── Document text

1. We know the reed's father, Parjanya the much-nourishing; and we know well its mother, the earth of many aspects.

Vidmā is quoted in Prāt. iii. 16 as the example first occurring in the text of a lengthened final a.


2. O bow-string, bend about us; make thyself a stone; being hard, put very far away niggards [and] haters.

A bow-string is, by Kāuç. 14. 13, one of the articles used in the rite. With b compare ii. 13. 4 b. Pāda d is RV. iii. 16. 5 d. 'Niggard' is taken as conventional rendering of árāti. The comm. reads vīḻus, RV.-wise.


3. When the kine, embracing the tree, sing the quivering dexterous (ṝ ṛbhú) reed, keep away from us, O Indra, the shaft, the missile.

That is, apparently (a, b), 'when the gut-string on the wooden bow makes the reed-arrow whistle': cf . RV. vi. 67. 11 c, d. The comm. explains ṛbhum as uru bhāsamānam (!), and didyum as dyotamānam, which is probably its etymological sense. ⌊Discussed, Bergaigne, Rel. vid. i. 278 n., ii. 182.⌋


4. As between both heaven and earth stands the bamboo (? téjana), so let the reed-stalk (múñja) stand between both the disease and the flux (āsrāvá).

The verse seems unconnected with the rest of the hymn, but to belong rather with hymn 3. The comm. glosses tejana with veṇu. For āsrāva, cf. ii. 3; vi. 44. 2; the comm. explains it here by mūtrātīsāra 'difficulty (?) of urinating' or 'painful urination' ⌊'diabetes,' rather?⌋. Bloomfield understands it to mean "diarrœa," and bases upon this questionable interpretation his view of the meaning of the whole hymn, which he entitles "formula against diarrhœa."

────
── Source data

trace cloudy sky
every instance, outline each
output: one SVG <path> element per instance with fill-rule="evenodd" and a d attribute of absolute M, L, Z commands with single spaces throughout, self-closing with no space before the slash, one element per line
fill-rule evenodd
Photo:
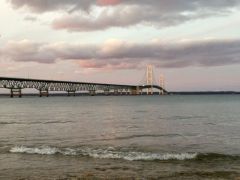
<path fill-rule="evenodd" d="M 0 76 L 240 90 L 239 0 L 1 0 Z"/>

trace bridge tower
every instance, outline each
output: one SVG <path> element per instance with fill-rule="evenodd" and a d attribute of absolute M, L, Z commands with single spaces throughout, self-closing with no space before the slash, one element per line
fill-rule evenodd
<path fill-rule="evenodd" d="M 159 86 L 162 87 L 163 89 L 165 89 L 165 79 L 164 79 L 163 74 L 160 75 L 160 78 L 159 78 Z M 161 90 L 159 91 L 159 94 L 160 94 L 160 95 L 164 95 L 164 90 L 163 90 L 163 89 L 161 89 Z"/>
<path fill-rule="evenodd" d="M 147 85 L 150 85 L 151 87 L 147 89 L 147 94 L 152 95 L 153 94 L 153 66 L 148 65 L 147 66 Z"/>

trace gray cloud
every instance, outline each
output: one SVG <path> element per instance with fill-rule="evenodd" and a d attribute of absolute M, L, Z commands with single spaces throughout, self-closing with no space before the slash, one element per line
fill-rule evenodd
<path fill-rule="evenodd" d="M 131 44 L 109 41 L 100 46 L 10 42 L 0 48 L 0 58 L 54 63 L 78 61 L 85 68 L 139 68 L 146 63 L 167 68 L 240 64 L 240 40 L 202 40 Z"/>
<path fill-rule="evenodd" d="M 24 17 L 24 20 L 25 21 L 32 21 L 32 22 L 34 22 L 34 21 L 37 21 L 38 18 L 34 17 L 34 16 L 26 16 L 26 17 Z"/>
<path fill-rule="evenodd" d="M 238 0 L 9 0 L 14 7 L 38 13 L 67 11 L 52 23 L 55 29 L 95 31 L 137 24 L 166 27 L 189 20 L 228 15 Z M 111 7 L 106 7 L 111 5 Z M 95 14 L 94 7 L 100 8 Z M 86 11 L 87 10 L 87 11 Z"/>

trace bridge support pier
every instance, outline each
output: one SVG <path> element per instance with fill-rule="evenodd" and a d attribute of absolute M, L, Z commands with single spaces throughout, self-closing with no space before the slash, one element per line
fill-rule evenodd
<path fill-rule="evenodd" d="M 108 95 L 110 94 L 110 90 L 109 90 L 109 89 L 105 89 L 105 90 L 104 90 L 104 94 L 105 94 L 106 96 L 108 96 Z"/>
<path fill-rule="evenodd" d="M 114 89 L 114 95 L 118 95 L 118 89 Z"/>
<path fill-rule="evenodd" d="M 11 89 L 10 97 L 13 98 L 14 96 L 18 96 L 19 98 L 22 97 L 22 89 Z"/>
<path fill-rule="evenodd" d="M 67 91 L 68 96 L 76 96 L 76 91 Z"/>
<path fill-rule="evenodd" d="M 96 90 L 89 90 L 90 96 L 95 96 L 96 95 Z"/>
<path fill-rule="evenodd" d="M 43 96 L 45 96 L 45 97 L 49 96 L 48 89 L 46 89 L 46 90 L 40 89 L 39 90 L 39 97 L 43 97 Z"/>
<path fill-rule="evenodd" d="M 136 87 L 136 89 L 132 89 L 132 90 L 131 90 L 131 94 L 132 94 L 132 95 L 139 95 L 139 92 L 140 92 L 140 91 L 139 91 L 139 87 L 138 87 L 138 86 Z"/>

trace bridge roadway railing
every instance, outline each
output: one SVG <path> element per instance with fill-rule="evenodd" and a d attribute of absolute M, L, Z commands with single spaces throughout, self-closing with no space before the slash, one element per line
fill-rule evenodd
<path fill-rule="evenodd" d="M 159 90 L 163 90 L 159 86 L 151 86 Z M 55 81 L 55 80 L 40 80 L 40 79 L 24 79 L 24 78 L 8 78 L 0 77 L 0 88 L 10 89 L 10 96 L 22 97 L 22 89 L 37 89 L 39 96 L 48 96 L 49 91 L 65 91 L 68 96 L 75 95 L 76 92 L 89 92 L 90 95 L 95 95 L 96 91 L 102 91 L 105 95 L 113 94 L 132 94 L 138 95 L 146 86 L 133 85 L 118 85 L 118 84 L 101 84 L 88 82 L 72 82 L 72 81 Z"/>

────

> _Work request 1_
Rewrite everything in the hymn commentary from "2. O bow-string, bend" down to "the flux (āsrāvá).", putting "bowstring" in place of "bow-string".
> _Work request 2_
Do these statements agree with the hymn commentary? (a) The commentator glosses tejana with veṇu. (b) Pāda d of verse 2 is taken from RV. iii. 16. 5 d. (c) Bloomfield titles the hymn a formula against fever.
> _Work request 3_
List every word in the hymn commentary that the commentator ("the comm.") explains or glosses, with the explanation given for each.

> _Response box 1_
2. O bowstring, bend about us; make thyself a stone; being hard, put very far away niggards [and] haters.

A bowstring is, by Kāuç. 14. 13, one of the articles used in the rite. With b compare ii. 13. 4 b. Pāda d is RV. iii. 16. 5 d. 'Niggard' is taken as conventional rendering of árāti. The comm. reads vīḻus, RV.-wise.


3. When the kine, embracing the tree, sing the quivering dexterous (ṝ ṛbhú) reed, keep away from us, O Indra, the shaft, the missile.

That is, apparently (a, b), 'when the gut-string on the wooden bow makes the reed-arrow whistle': cf . RV. vi. 67. 11 c, d. The comm. explains ṛbhum as uru bhāsamānam (!), and didyum as dyotamānam, which is probably its etymological sense. ⌊Discussed, Bergaigne, Rel. vid. i. 278 n., ii. 182.⌋


4. As between both heaven and earth stands the bamboo (? téjana), so let the reed-stalk (múñja) stand between both the disease and the flux (āsrāvá).

> _Response box 2_
(a) Yes: "The comm. glosses tejana with veṇu."
(b) Yes: "Pāda d is RV. iii. 16. 5 d."
(c) No: "which he entitles "formula against diarrhœa.""

> _Response box 3_
ṛbhum: uru bhāsamānam
didyum: dyotamānam
tejana: veṇu
āsrāva: mūtrātīsāra